-- start Provided material --

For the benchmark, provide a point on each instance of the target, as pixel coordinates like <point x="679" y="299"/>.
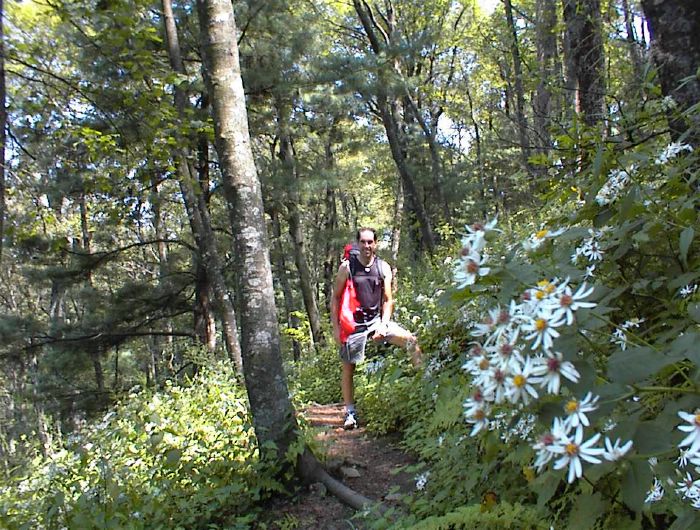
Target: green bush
<point x="184" y="457"/>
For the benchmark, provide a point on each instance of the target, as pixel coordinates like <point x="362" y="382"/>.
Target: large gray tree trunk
<point x="585" y="43"/>
<point x="197" y="209"/>
<point x="519" y="92"/>
<point x="675" y="39"/>
<point x="265" y="380"/>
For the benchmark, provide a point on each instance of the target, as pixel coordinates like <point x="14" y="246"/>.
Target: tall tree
<point x="260" y="344"/>
<point x="197" y="208"/>
<point x="586" y="57"/>
<point x="675" y="27"/>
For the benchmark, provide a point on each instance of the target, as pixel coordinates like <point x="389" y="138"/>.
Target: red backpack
<point x="349" y="303"/>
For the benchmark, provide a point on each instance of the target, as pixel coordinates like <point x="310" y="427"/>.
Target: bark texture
<point x="587" y="64"/>
<point x="675" y="40"/>
<point x="265" y="380"/>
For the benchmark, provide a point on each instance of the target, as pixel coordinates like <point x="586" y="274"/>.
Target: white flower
<point x="689" y="488"/>
<point x="693" y="430"/>
<point x="567" y="302"/>
<point x="520" y="385"/>
<point x="656" y="492"/>
<point x="576" y="410"/>
<point x="671" y="151"/>
<point x="539" y="237"/>
<point x="422" y="480"/>
<point x="688" y="290"/>
<point x="541" y="329"/>
<point x="479" y="419"/>
<point x="613" y="451"/>
<point x="551" y="368"/>
<point x="468" y="268"/>
<point x="573" y="450"/>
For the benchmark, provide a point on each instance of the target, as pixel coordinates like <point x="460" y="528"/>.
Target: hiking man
<point x="371" y="277"/>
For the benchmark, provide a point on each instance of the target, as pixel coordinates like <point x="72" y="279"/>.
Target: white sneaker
<point x="350" y="421"/>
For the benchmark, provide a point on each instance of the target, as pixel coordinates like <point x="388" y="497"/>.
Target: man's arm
<point x="340" y="278"/>
<point x="388" y="303"/>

-- end Provided material --

=== Task prompt ===
Print every entry above again without changing a word, and omit the pictures.

=== Finished answer ===
For the benchmark, provide a point on each instance of the target, as pixel coordinates like <point x="679" y="299"/>.
Target: green bush
<point x="184" y="457"/>
For the benchmark, provide a point on each instance of the target, as pixel coordinates like <point x="362" y="382"/>.
Target: large gray tree trunk
<point x="585" y="43"/>
<point x="197" y="209"/>
<point x="519" y="92"/>
<point x="675" y="39"/>
<point x="265" y="380"/>
For the benchmark, provide a point on each instance of the target, as pixel coordinates like <point x="14" y="246"/>.
Target: tall tree
<point x="260" y="344"/>
<point x="197" y="208"/>
<point x="586" y="57"/>
<point x="675" y="27"/>
For the benchmark, provide a point on each instance of the target, as pixel coordinates like <point x="389" y="138"/>.
Target: red backpack
<point x="349" y="303"/>
For the benchmark, provide a point on each instance of the target, as pixel coordinates like <point x="310" y="427"/>.
Target: bark texture
<point x="587" y="64"/>
<point x="675" y="40"/>
<point x="265" y="380"/>
For the benchmark, provide a point on each instance of the target, as pixel coordinates like <point x="586" y="274"/>.
Target: white flower
<point x="689" y="488"/>
<point x="693" y="430"/>
<point x="567" y="302"/>
<point x="520" y="385"/>
<point x="656" y="492"/>
<point x="576" y="410"/>
<point x="671" y="151"/>
<point x="539" y="237"/>
<point x="422" y="480"/>
<point x="688" y="290"/>
<point x="541" y="329"/>
<point x="479" y="419"/>
<point x="613" y="451"/>
<point x="551" y="368"/>
<point x="468" y="268"/>
<point x="573" y="450"/>
For the benchmark, provide a point on each instance of the target, as pixel coordinates like <point x="460" y="528"/>.
Target: hiking man
<point x="371" y="277"/>
For the benchmark, provide a point on each instance of the target, as pixel coordinates like <point x="72" y="279"/>.
Target: white sneaker
<point x="350" y="421"/>
For the benchmark, provide a point on each instance of the target, as pixel coordinates like <point x="388" y="497"/>.
Target: man's arm
<point x="340" y="278"/>
<point x="388" y="303"/>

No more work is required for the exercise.